■ **DIRECTIONS FOR THIS TASK**
Repeat the material below exactly, line for line.

*****

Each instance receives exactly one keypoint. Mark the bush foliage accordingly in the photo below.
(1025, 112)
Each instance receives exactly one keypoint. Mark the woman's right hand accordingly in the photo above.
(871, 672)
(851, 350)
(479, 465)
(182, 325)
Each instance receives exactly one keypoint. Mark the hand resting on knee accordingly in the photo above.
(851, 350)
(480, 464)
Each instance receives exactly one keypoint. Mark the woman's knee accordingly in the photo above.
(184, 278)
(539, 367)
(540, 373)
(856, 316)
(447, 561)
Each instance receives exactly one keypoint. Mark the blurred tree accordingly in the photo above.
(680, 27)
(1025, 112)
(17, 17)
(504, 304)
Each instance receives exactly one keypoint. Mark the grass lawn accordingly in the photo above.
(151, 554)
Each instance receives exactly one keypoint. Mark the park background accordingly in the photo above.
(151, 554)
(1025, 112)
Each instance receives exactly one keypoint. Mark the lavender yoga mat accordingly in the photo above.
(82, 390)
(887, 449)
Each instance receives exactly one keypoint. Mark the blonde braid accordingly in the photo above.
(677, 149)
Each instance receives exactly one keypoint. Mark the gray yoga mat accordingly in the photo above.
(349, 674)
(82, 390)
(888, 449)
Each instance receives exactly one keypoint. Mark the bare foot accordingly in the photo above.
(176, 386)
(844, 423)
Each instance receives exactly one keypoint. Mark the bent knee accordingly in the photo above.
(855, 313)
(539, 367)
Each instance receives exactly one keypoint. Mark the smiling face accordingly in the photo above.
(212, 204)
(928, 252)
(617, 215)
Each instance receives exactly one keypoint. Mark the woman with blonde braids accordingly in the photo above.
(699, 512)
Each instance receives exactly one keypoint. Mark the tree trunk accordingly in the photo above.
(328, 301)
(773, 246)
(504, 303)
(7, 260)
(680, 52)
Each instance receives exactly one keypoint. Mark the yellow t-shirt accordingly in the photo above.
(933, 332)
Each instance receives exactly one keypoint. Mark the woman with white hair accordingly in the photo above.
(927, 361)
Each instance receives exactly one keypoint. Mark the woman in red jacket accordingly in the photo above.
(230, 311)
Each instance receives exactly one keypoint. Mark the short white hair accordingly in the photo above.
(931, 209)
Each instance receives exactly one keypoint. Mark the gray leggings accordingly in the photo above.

*****

■ **RESULT**
Each instance receives exactly one keypoint. Mark the bush foliage accordingly in the photo below.
(1025, 112)
Each instance receives exactly one keypoint. Mark the woman's right hand accordingly in the photo above.
(871, 672)
(851, 350)
(479, 465)
(182, 325)
Each instance receives exactly one keypoint. Mark the hand resting on knee accordingly in the photo above.
(851, 350)
(480, 464)
Each instance receives exactly one keypoint. Mark the woman's knee accordingly in the photo above.
(184, 278)
(539, 367)
(540, 373)
(856, 316)
(447, 561)
Each instance receives exactly one keypoint. Mark the blurred tree accordingly in the photo above.
(680, 27)
(1025, 112)
(17, 17)
(504, 304)
Each instance receives exactly one keypoint. Mark the grass lawn accordingly in the photo above.
(151, 554)
Each instance receives exactly one keypoint. Mark the park background accordingly in the photo above.
(151, 554)
(1025, 112)
Each instance receives exactly one keypoint. Mark the lavender yoga mat accordingly in the photo above.
(82, 390)
(887, 449)
Each instance receives exactly one keypoint. Mark the blonde braid accordingly in the photo above.
(677, 149)
Each instance receives exactly one keypoint. Mark the gray yoga mat accordingly in the photo above.
(349, 674)
(82, 390)
(888, 449)
Each instance receives exactly one keypoint. Mark the bare foot accordingly in the photo above.
(176, 386)
(844, 423)
Each instance receives exactly one keypoint. Mark the bent knee accordingly in the photo above.
(855, 313)
(539, 367)
Each instance receives exactly one keypoint. Mark the smiling face accordingly in the photo above.
(212, 204)
(928, 252)
(617, 215)
Each instance receives exactly one keypoint. Mark the woman with blonde braids accordingly in the photo above.
(699, 512)
Each instance receives exactly one keypoint. Mark the tree trunk accordingly in the photo above.
(328, 301)
(773, 246)
(504, 303)
(7, 260)
(680, 52)
Each instance receives exactly one keypoint. Mark the yellow t-shirt accordingly in the photo above.
(933, 332)
Each instance receives exactly one keypoint. Mark the woman with white hair accordingly in the photo above.
(927, 361)
Each instance receives exactly one keypoint. Mark the woman in red jacket accordingly in the photo above.
(230, 311)
Each instance receives exactly one keypoint. Mark the short white hair accordingly in the photo above.
(931, 209)
Each instance receives exactly one keypoint. Mark the gray leggings accordingly in the photo above.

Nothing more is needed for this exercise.